§ Source text
** START **
First, meeting your goal(s) should be challenging, at least a little bit. If it’s not, you didn’t set the right one. If you’re trying to quicken your pace on games, and you set a goal for 11 minutes instead of 13, and that’s easy, it wasn’t ambitious enough. Set it for 9. Or go crazy… 8! If you are having trouble concentrating for long periods of time and decide to study 30 minutes without texting or getting a snack, once that becomes easy, don’t increase it to 40. Go for an hour, or 90 minutes. Push yourself when it comes to resetting your goals over time, and they will serve you well.

But how to stick with them? Consider some sort of accountability/reward mechanism. Don’t let yourself pee until you’ve done 12 problems. (I’m kidding. Okay, half-kidding.) Tell your best friend or boyfriend or mom that you’re going to sit down and do a full-length, 5-section test, and that you want to be asked later how it went. Maybe even ask them to buy you a drink or dinner if you can honestly report that you did what you set out to do. (This requires having generous loved ones.)

If you’re thinking, “Nice try, Mary, but that’s not going to work in my case,” check out stickK, a tool for setting and achieving goals (co-founded by Yale Law professor Ian Ayers). The short story of stickK is that it creates an incentive for you to achieve by getting you to increase the stakes. Do you loathe the Republican party? Use stickK to harness that view in your favor. If you fail to reach your goal, money you’ve put on the line is donated to it. That’s just one example.

Finally, when you find yourself struggling, remember that it could be worse. You could be committing to giving up the internet for a year, like this guy.
** END **
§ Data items
** START **
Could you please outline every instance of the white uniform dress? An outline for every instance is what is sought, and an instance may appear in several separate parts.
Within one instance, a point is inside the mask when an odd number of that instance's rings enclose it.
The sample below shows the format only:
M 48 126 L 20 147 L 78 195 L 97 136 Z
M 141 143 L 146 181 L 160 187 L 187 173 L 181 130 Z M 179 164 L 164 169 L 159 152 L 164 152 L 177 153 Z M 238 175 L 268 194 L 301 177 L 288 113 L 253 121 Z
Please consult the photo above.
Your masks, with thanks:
** END **
** START **
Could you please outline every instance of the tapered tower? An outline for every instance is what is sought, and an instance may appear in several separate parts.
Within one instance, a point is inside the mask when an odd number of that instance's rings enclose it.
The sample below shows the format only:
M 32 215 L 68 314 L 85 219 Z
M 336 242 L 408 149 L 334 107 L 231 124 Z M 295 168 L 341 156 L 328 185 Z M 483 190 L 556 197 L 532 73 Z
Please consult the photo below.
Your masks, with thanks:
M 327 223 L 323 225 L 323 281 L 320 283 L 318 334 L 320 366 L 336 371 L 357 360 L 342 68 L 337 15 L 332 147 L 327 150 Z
** END **
** START **
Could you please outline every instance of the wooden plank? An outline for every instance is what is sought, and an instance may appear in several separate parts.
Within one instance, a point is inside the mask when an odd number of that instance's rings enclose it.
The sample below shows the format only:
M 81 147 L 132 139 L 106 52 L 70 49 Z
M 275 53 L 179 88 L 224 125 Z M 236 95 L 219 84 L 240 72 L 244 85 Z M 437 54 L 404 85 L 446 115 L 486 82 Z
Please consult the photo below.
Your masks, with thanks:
** END **
§ Complete the following
[1] Print the passage on setting and keeping goals again in full, with no changes.
[2] Identify every line in the records that contains the word "sought", and copy each of those lines.

§ Results in order
[1]
First, meeting your goal(s) should be challenging, at least a little bit. If it’s not, you didn’t set the right one. If you’re trying to quicken your pace on games, and you set a goal for 11 minutes instead of 13, and that’s easy, it wasn’t ambitious enough. Set it for 9. Or go crazy… 8! If you are having trouble concentrating for long periods of time and decide to study 30 minutes without texting or getting a snack, once that becomes easy, don’t increase it to 40. Go for an hour, or 90 minutes. Push yourself when it comes to resetting your goals over time, and they will serve you well.

But how to stick with them? Consider some sort of accountability/reward mechanism. Don’t let yourself pee until you’ve done 12 problems. (I’m kidding. Okay, half-kidding.) Tell your best friend or boyfriend or mom that you’re going to sit down and do a full-length, 5-section test, and that you want to be asked later how it went. Maybe even ask them to buy you a drink or dinner if you can honestly report that you did what you set out to do. (This requires having generous loved ones.)

If you’re thinking, “Nice try, Mary, but that’s not going to work in my case,” check out stickK, a tool for setting and achieving goals (co-founded by Yale Law professor Ian Ayers). The short story of stickK is that it creates an incentive for you to achieve by getting you to increase the stakes. Do you loathe the Republican party? Use stickK to harness that view in your favor. If you fail to reach your goal, money you’ve put on the line is donated to it. That’s just one example.

Finally, when you find yourself struggling, remember that it could be worse. You could be committing to giving up the internet for a year, like this guy.

[2]
Could you please outline every instance of the white uniform dress? An outline for every instance is what is sought, and an instance may appear in several separate parts.
Could you please outline every instance of the tapered tower? An outline for every instance is what is sought, and an instance may appear in several separate parts.
Could you please outline every instance of the wooden plank? An outline for every instance is what is sought, and an instance may appear in several separate parts.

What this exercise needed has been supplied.